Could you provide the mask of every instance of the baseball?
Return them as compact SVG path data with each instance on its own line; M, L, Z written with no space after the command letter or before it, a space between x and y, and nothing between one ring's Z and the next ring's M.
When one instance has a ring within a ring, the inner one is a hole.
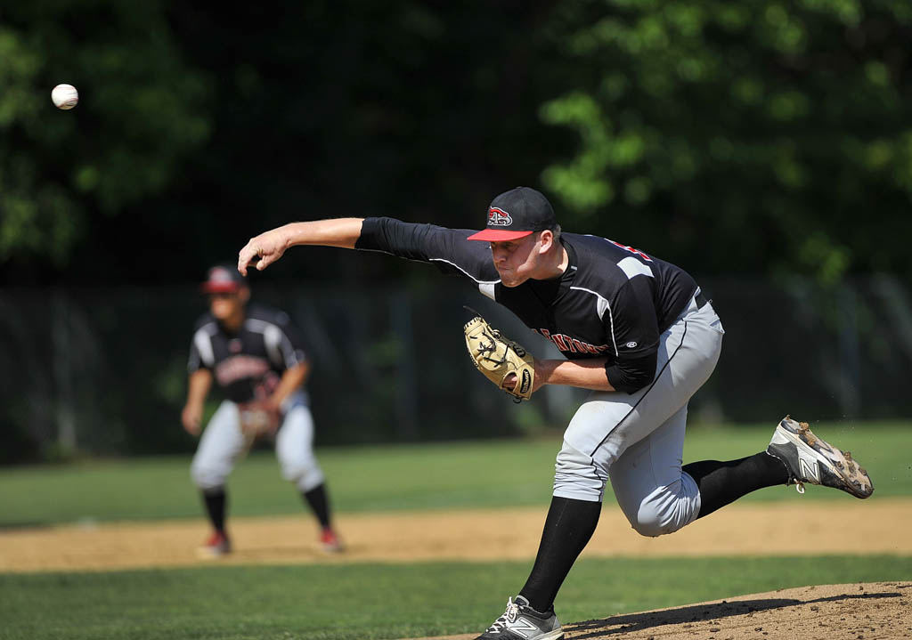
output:
M73 108L79 101L79 92L73 85L57 85L51 91L51 99L57 108Z

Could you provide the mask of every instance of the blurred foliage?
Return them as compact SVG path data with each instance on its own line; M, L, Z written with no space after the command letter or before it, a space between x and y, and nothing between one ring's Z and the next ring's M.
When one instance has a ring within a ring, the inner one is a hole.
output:
M568 226L701 271L909 273L910 24L883 0L562 3L541 116L577 148L543 181Z
M64 270L99 217L169 189L211 122L161 2L6 3L0 14L0 261ZM78 112L51 88L75 84ZM103 223L103 222L101 222Z
M194 281L289 220L477 227L516 184L698 274L912 274L910 7L5 3L0 282ZM340 253L271 274L432 273Z

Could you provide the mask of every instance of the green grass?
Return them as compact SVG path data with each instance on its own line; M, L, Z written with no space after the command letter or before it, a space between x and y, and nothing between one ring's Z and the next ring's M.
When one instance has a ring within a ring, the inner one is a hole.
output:
M855 453L874 479L872 500L912 496L912 428L907 423L814 425L822 437ZM685 462L731 459L762 449L770 425L692 428ZM544 505L551 497L560 434L530 440L320 449L336 509L382 511ZM196 518L201 505L189 477L190 457L88 460L0 470L0 527L98 521ZM268 450L254 451L229 480L232 513L299 513L294 488L279 477ZM762 490L746 500L797 500L794 490ZM803 500L841 500L811 488ZM606 501L613 500L610 491Z
M527 563L0 574L5 640L327 640L480 632ZM805 584L907 580L912 558L584 560L565 622Z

* _Problem to work on_:
Copy out every line of the records above without any change, leaving out the picture.

* _Correct output_:
Could you provide the mask of every instance of the baseball?
Return them as compact SVG path data with each instance on its own line; M, L, Z written with no space after the command letter or before it, a space between x and y, and nothing between one ring's Z and the next ring's M.
When one instance has a ring within a ring, the inner one is a hole.
output:
M73 108L79 101L79 92L73 85L57 85L51 91L51 99L57 108Z

Could you provide the mask of every instance of the blurred foliage?
Return them as compact SVG path data with each instance on its own line; M, L, Z written with no space after the command letter or before it, a space between x and y, and nothing between one ring's Z and the next ring's M.
When one instance has a ring within a ring, the inner one is a hole.
output:
M568 226L701 271L909 273L910 24L883 0L562 3L541 116L577 148L543 181Z
M64 270L99 217L169 189L211 122L161 2L6 3L0 14L0 261ZM78 112L51 88L75 84ZM103 223L103 222L101 222Z
M194 281L289 220L477 227L516 184L698 274L912 274L910 7L5 3L0 282ZM340 253L271 274L432 273Z

Could you provide the mask of every instance of the green grass?
Return them as compact SVG path data with each instance on its own line; M, L, Z written with no space after the command letter or before it, a space between x and y, and nothing between one ring's Z and the next ring's M.
When one instance has a ring within a ring, the inner one is a hole.
output:
M855 453L874 479L872 500L912 496L912 428L907 423L814 425L822 437ZM685 462L731 459L762 449L770 425L692 428ZM544 505L551 497L560 434L530 440L320 449L336 509L382 511ZM196 518L201 505L189 477L190 457L88 460L0 470L0 527L98 521ZM268 450L254 451L229 480L232 513L299 513L294 488L279 477ZM762 490L746 500L797 500L794 490ZM803 500L841 500L811 488ZM606 501L613 500L610 491Z
M527 563L0 574L5 640L327 640L480 632ZM805 584L907 580L912 558L584 560L565 622Z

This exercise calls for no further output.